Exercise prompt:
Answer these from the passage on the making of the film:
(a) What was the first scene Rahim shot?
(b) For which film did Rahim win a Cesar and a European Film Award?
(c) In which city was most of the film shot?

----- Extract to read -----

THE FILM, which also tells the story from the points of view of a lawyer (Foster) and a prosecutor (Cumberbatch) was a challenge to make on several levels. 
“This film was very complex structurally, because we’ve got three different stories going. Obviously, Mohamedou’s in the central one, we’ve also got Jodie’s story and we’ve got Benedict ’s story and you’ve also got these different levels of time.” 
Filming out of chronological order was a challenge for Rahim. “When we meet him for the first time, he’s completely free and easy, and when we meet him for the next time, it’s four years later and he’s been through all kinds of stuff that we only learn about as we travel through the movie. That was very, very complicated for him, particularly because of the way the schedules for all the different actors worked, he had to do his very first day. The very first scene he shot was he had to do his end scene in the courtroom. He had to do that speech at the end before he’d experienced anything else, and that was the moment I thought, ‘This is an incredible performance,’ because he did such touching and beautiful work on that speech without any of the build up to it.”
Macdonald feels this might be a breakout role for Rahim, a French actor of Algerian descent who is best known for starring in Jacques Audiard’s The Prophet, for which he won a Cesar and a European Film Award.
“He’s a movie star. I’m hoping this is the movie that really puts him in Hollywood’s eye and that he’s going to get the big opportunities in Hollywood. I don’t think we would have made it without him.” 
After meeting Slahi, he called up Rahim and said, “I’ve got a part for you, but it’s going to take a while for it to come together. We didn’t make it for another two-and-a-half years, but I thought he’s the only guy who could do this.”
Macdonald worked to make the movie as realistic as possible. “We shot most of this film in South Africa, in Cape Town, and I went to Robben Island where Mandela was held with the production designer and we said, ‘Wow.’ The Americans learned to squeeze the last bit of humanity out of the prison when they built it, because in Robben Island they had windows, they had slightly bigger cells, and a garden. I mean, it’s an awful place but there is some bit of humanity in it, where in Guantanamo it’s a machine for torturing people, it’s a machine for making people feel dissociated. They’re in metal boxes with no light, they’re not allowed to associate with other people. It made me think that Mohamedou is a kind of Nelson Mandela, he’s got that same quality of someone who’s been through these horrible things, but he comes out with a wisdom.... He’s one of the most remarkable people that I’ve ever met.”

----- Data listing -----

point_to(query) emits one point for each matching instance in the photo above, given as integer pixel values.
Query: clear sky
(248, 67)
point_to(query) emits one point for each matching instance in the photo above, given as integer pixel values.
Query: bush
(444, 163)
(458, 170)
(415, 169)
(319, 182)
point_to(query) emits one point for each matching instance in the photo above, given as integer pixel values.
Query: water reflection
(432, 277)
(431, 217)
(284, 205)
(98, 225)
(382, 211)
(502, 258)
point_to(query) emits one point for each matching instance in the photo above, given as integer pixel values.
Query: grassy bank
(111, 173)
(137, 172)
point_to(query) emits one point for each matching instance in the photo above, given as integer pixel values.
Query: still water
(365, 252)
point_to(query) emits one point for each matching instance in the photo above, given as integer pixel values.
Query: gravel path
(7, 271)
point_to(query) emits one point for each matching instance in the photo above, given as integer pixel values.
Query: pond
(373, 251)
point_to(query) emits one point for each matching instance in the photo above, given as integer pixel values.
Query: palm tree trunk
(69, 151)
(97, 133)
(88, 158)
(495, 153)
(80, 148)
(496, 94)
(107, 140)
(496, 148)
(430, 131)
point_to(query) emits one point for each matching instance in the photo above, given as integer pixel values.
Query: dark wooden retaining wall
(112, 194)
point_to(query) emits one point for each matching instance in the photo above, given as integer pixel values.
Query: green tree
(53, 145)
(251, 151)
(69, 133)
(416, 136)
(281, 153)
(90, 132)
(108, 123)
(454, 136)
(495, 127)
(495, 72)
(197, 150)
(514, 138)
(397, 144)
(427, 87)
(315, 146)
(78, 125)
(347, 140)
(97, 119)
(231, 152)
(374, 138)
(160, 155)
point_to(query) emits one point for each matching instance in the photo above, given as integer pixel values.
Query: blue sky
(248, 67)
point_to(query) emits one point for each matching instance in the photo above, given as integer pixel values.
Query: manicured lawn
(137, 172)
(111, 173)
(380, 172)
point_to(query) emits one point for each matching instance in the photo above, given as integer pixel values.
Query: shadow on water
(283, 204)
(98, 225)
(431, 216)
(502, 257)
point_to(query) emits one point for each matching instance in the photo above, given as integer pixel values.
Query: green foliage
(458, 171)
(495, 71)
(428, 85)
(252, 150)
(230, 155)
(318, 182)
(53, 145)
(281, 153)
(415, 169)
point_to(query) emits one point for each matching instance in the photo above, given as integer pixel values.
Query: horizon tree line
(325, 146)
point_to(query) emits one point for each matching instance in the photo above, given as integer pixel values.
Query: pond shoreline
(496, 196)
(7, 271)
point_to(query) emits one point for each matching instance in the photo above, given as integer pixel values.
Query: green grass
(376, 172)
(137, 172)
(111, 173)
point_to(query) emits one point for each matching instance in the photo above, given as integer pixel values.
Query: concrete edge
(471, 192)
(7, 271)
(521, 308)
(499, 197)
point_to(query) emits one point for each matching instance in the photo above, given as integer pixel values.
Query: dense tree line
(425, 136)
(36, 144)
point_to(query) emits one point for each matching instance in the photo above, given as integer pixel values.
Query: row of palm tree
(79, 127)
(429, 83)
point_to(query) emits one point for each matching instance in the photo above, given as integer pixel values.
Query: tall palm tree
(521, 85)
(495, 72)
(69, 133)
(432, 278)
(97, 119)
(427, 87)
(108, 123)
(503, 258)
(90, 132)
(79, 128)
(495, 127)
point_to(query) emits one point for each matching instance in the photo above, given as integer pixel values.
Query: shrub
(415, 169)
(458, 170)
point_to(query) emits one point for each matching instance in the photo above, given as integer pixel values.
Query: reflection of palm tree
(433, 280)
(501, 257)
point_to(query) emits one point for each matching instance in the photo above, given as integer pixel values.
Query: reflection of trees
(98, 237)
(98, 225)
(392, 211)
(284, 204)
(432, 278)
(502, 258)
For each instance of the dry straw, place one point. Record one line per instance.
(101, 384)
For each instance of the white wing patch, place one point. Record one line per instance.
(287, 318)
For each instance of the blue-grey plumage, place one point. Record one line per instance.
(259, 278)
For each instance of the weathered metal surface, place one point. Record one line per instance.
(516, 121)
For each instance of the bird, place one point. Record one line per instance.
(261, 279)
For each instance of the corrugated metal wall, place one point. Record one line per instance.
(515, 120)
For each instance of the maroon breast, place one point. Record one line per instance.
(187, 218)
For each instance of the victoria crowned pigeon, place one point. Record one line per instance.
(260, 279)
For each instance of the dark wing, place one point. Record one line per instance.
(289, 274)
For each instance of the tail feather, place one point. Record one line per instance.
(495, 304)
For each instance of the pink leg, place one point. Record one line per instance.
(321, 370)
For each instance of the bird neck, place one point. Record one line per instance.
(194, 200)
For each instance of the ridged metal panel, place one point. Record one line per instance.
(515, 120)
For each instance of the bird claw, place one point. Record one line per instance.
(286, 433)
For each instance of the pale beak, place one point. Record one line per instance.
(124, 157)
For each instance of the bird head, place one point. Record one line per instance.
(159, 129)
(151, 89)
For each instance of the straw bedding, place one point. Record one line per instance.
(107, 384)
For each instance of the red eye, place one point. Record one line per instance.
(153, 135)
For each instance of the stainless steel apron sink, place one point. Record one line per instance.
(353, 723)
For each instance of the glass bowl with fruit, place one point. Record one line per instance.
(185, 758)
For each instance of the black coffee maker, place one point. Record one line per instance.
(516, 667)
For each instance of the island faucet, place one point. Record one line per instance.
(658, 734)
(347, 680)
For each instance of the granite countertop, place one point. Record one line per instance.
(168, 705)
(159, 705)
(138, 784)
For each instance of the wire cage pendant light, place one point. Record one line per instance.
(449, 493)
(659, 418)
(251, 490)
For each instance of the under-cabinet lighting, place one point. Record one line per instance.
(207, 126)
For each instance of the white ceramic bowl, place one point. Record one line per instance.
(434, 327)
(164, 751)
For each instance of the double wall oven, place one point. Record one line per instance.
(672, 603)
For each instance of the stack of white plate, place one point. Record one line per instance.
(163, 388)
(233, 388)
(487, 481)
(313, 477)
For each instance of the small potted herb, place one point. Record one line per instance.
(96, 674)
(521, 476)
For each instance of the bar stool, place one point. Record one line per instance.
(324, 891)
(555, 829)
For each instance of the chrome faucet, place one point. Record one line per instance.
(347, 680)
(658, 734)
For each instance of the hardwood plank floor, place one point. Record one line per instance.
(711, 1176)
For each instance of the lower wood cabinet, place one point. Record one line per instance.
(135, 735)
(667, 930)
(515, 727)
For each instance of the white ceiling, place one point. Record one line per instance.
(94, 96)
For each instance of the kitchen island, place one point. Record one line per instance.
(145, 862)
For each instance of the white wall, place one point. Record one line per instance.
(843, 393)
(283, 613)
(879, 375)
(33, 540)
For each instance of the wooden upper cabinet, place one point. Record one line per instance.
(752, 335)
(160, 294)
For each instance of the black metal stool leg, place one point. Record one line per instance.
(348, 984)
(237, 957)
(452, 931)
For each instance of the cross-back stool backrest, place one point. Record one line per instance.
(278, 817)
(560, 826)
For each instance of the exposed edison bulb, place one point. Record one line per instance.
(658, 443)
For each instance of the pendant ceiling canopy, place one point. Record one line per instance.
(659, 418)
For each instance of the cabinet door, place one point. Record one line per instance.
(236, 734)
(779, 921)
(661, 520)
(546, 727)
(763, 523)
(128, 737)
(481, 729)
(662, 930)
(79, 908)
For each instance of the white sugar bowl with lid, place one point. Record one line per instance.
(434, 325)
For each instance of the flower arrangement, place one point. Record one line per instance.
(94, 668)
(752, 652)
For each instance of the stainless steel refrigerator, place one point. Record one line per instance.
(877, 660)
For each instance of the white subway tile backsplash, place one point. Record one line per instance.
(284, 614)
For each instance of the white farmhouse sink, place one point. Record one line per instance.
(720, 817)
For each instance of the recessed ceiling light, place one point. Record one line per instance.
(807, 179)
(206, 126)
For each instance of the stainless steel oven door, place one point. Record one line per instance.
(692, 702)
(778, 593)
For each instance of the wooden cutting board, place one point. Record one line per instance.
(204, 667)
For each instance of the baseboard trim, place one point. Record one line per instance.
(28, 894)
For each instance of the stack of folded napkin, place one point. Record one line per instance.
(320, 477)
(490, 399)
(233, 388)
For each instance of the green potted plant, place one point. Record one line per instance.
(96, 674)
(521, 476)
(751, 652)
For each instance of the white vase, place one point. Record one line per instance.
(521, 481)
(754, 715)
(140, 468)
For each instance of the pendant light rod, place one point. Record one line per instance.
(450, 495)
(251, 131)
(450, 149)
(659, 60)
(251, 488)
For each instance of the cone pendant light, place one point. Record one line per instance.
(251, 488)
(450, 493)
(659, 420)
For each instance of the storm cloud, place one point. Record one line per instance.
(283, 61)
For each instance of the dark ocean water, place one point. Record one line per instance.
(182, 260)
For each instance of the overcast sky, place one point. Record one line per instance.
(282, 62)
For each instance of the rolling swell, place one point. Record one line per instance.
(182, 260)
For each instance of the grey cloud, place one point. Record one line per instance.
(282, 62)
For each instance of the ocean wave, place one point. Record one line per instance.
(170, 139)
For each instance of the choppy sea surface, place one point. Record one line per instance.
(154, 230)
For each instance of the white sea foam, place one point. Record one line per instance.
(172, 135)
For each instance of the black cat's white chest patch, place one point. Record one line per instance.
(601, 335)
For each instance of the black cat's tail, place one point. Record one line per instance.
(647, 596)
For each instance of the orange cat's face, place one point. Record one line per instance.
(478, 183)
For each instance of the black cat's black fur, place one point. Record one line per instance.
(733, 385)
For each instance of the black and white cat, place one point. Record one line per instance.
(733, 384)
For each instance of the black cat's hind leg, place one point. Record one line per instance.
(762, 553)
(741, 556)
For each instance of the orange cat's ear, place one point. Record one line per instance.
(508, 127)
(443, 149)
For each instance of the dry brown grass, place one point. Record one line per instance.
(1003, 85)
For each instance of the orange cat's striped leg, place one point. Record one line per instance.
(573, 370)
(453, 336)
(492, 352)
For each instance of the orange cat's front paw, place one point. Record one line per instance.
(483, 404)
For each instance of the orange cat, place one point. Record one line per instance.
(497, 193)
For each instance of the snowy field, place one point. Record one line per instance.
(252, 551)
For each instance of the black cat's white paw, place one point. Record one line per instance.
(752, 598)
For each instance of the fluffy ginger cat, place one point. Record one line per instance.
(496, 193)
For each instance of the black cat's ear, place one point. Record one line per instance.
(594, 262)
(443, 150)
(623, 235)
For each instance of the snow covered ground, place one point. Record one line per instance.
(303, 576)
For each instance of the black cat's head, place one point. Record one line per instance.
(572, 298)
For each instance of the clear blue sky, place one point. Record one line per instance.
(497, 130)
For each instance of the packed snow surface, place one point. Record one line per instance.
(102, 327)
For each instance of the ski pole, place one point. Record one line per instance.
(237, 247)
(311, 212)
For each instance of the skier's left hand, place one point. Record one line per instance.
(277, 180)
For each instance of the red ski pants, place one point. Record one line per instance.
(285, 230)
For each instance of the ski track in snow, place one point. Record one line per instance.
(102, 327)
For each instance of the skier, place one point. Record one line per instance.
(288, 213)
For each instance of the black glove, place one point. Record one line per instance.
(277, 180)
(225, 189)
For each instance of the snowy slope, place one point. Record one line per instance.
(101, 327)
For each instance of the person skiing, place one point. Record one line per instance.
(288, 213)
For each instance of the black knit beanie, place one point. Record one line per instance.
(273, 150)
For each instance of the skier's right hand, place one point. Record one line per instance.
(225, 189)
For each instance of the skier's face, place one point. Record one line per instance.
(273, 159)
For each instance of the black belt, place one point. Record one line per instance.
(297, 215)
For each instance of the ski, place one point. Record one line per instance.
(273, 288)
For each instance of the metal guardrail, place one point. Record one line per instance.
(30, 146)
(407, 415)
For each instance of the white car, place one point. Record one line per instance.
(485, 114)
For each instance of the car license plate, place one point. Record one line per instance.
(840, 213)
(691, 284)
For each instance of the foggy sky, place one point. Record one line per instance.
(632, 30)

-----

Answer to the exercise:
(a) His end scene in the courtroom, the speech at the end
(b) Jacques Audiard's The Prophet
(c) Cape Town, South Africa